BEGIN Data extract

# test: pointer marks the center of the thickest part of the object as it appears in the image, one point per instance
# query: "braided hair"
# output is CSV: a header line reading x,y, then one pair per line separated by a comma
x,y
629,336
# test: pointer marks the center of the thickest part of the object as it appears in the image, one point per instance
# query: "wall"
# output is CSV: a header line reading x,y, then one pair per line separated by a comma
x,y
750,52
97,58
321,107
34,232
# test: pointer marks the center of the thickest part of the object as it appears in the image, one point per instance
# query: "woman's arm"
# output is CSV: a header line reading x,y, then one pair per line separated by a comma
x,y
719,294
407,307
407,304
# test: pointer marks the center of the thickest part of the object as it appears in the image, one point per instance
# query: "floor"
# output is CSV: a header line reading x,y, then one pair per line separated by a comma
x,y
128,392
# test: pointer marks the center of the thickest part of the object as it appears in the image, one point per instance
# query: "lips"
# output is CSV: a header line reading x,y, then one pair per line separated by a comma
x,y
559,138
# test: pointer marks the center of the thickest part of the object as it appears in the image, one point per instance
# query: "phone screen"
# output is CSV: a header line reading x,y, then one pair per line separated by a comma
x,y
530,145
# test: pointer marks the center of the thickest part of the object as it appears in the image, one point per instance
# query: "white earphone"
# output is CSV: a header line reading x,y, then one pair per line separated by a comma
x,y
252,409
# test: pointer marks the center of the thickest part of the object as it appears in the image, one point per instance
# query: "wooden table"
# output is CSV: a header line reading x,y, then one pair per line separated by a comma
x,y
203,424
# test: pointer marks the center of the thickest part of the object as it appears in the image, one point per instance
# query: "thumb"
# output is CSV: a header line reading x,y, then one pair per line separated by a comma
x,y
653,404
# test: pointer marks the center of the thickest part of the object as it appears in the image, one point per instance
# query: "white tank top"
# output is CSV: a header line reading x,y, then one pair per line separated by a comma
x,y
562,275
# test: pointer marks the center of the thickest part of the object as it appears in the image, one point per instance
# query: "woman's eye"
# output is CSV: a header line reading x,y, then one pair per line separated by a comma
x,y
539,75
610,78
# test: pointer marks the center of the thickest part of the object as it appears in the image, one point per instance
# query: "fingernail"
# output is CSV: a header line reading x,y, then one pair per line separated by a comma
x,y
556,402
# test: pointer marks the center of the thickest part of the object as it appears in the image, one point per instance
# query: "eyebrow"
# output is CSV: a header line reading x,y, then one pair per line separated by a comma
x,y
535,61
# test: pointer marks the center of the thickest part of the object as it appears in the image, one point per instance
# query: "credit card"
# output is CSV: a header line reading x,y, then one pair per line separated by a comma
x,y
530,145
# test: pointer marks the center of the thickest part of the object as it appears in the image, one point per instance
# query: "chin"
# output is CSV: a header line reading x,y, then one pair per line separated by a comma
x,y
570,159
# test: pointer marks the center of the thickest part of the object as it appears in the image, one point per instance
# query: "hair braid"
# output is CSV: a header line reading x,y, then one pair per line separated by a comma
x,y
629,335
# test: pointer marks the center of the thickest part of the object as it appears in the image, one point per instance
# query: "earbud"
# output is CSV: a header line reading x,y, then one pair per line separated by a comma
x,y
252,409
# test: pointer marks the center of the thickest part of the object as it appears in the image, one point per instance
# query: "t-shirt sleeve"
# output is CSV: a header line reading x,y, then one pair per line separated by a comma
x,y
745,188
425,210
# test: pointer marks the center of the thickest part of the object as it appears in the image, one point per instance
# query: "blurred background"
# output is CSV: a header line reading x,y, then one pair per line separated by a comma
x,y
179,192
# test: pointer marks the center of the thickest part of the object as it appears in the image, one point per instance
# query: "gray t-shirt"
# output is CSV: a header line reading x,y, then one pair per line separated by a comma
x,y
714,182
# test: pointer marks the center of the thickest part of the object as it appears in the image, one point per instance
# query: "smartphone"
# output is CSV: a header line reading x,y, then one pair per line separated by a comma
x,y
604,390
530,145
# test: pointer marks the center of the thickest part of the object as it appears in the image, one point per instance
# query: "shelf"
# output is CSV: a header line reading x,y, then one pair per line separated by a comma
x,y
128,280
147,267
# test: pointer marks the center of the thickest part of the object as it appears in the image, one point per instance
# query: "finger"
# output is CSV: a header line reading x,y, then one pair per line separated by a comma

END Data extract

Repeat the entries above exactly, leaving nothing out.

Written response ▸
# test: pointer marks the center of the thickest part of the object as it appears in the image, one point per instance
# query: "braided hair"
# output is CSV: a header line reading x,y, then one pair per line separated by a comma
x,y
629,336
# test: pointer marks the center of the thickest part of the object as it appears in the image, one point per instance
# query: "wall"
# output is CSV: a header line reading x,y, then one pair per line separated by a comma
x,y
750,52
97,58
321,107
34,232
# test: pointer marks the center of the thickest part of the object as it appears in the image, one point per instance
# query: "woman's arm"
# output is CSV: a header line reading x,y, then one pair per line separated by a comma
x,y
719,294
407,307
407,304
# test: pointer marks the center of the thickest part of the object as it appears in the image, one point per instance
# query: "floor"
# output is CSV: a header line reading x,y, then one pair per line separated by a comma
x,y
128,392
# test: pointer marks the center of the thickest part of the object as it appears in the image, one point per instance
# query: "lips"
# output is CSV: a header line reading x,y, then one pair per line separated by a comma
x,y
559,138
# test: pointer marks the center of the thickest part of the object as it appears in the image, one point per instance
# query: "phone screen"
# output is CSV: a header line reading x,y, then one pair per line separated by a comma
x,y
530,145
# test: pointer marks the center of the thickest part of the object as it appears in the image, one point per instance
# query: "white earphone"
# output is CSV: a header line reading x,y, then one pair per line separated by a comma
x,y
252,409
# test: pointer marks the center of the thickest part of the object as it appears in the image, one point per instance
# query: "wooden table"
# output is CSV: a header line reading x,y, then one pair per line separated by a comma
x,y
203,424
# test: pointer marks the center of the thickest part of the object as it appears in the image, one point per instance
# query: "thumb"
# output is CSV: a header line reading x,y, then one pair per line separated by a comma
x,y
653,404
# test: pointer marks the center of the thickest part of the object as it appears in the image, one point per instance
# query: "white tank top"
# output is CSV: a header line reading x,y, then one pair per line separated by a comma
x,y
562,275
# test: pointer marks the center of the thickest part of the object as it appears in the image, one point per instance
# query: "woman's eye"
# output is CSV: a header line reading x,y, then one pair per line separated by a comma
x,y
539,75
610,78
# test: pointer marks the center of the thickest part of the object as it appears in the image, one point per instance
# query: "fingernail"
# output is CSV: a header line reading x,y, then one pair per line separated by a comma
x,y
556,402
# test: pointer marks the center of the thickest part of the object as it appears in the image, one point per instance
# query: "eyebrow"
# output is CSV: a header line reading x,y, then one pair per line separated by a comma
x,y
535,61
# test: pointer marks the center of the thickest part of the object as it appears in the image, one point per instance
# query: "credit card"
# output is CSV: a header line reading x,y, then one pair per line separated by a comma
x,y
530,145
# test: pointer marks the center of the thickest part of the object as it appears in the image, one point per instance
# query: "chin"
# output is CSV: a header line reading x,y, then one pair per line separated by a comma
x,y
570,159
# test: pointer marks the center of the thickest part of the object as it appears in the image, one point per instance
# query: "hair braid"
# output is CSV: a header line reading x,y, then one pair per line separated by a comma
x,y
629,335
# test: pointer marks the center of the thickest part of the object as it appears in the image, one point per instance
# query: "earbud"
# output is CSV: a header line reading x,y, then one pair per line separated by a comma
x,y
252,409
# test: pointer marks the center of the thickest part of the object as it appears in the image, one point per instance
# query: "t-shirt sleeve"
# output is CSV: a header line reading x,y, then one pair per line separated by a comma
x,y
745,188
425,210
# test: pointer marks the center of the thickest part of the object as it appears in the image, one point per instance
# query: "blurred background"
# output is CSV: a header line reading x,y, then one pair per line separated by a comma
x,y
179,192
# test: pointer marks the center of the thickest part of the object as it appears in the image, one point per instance
# query: "gray t-shirt"
# output is CSV: a header line reading x,y, then one pair per line separated by a comma
x,y
714,182
# test: pointer marks the center of the thickest part of the object as it appears in the image, one point per instance
# query: "smartphone"
# output is CSV: a header line reading x,y, then one pair per line separated by a comma
x,y
604,390
530,145
# test: pointer marks the center of the thickest part of the object as it appears in the image, one point per instance
# query: "shelf"
# output is CSV: a header line reading x,y, then one pair per line separated by a comma
x,y
128,280
147,267
# test: pointer marks the center of the thickest part of the object as it appears in the image, one point per instance
# query: "finger"
# output is CSV: a header line reading x,y, then one pair per line separated by a comma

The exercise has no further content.